Would you transcribe all of the entries that follow, word for word?

Stored items from a collection:
((

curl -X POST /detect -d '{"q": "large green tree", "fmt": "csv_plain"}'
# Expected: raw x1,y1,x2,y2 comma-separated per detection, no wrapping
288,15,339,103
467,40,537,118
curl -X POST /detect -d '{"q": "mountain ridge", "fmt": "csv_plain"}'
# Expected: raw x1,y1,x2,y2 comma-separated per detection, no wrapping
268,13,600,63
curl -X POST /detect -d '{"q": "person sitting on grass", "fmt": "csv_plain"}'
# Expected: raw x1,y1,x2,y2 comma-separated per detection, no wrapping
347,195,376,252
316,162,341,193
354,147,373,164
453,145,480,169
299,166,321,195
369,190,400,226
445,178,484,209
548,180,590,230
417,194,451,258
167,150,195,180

))

→ RESULT
curl -X POST /detect -d '{"q": "large green tree", "fmt": "csv_plain"}'
# Expected: raw x1,y1,x2,y2 comma-separated per detection, no wrapping
288,15,339,103
467,40,537,118
curl -X POST /detect -d '{"q": "mountain ridge", "fmt": "csv_plain"}'
# Expected: raw x1,y1,x2,y2 comma-separated per detection, no wrapping
268,13,600,63
curl -X POST /detect -d '{"q": "person sitting on grass", "fmt": "csv_plain"}'
# Expected: raw x1,y1,x2,y2 comma-separated per detection, no wrapping
347,195,376,252
316,162,341,193
354,147,373,164
453,145,480,169
299,166,321,195
369,190,400,226
445,178,484,209
548,180,590,230
417,194,451,258
167,150,195,180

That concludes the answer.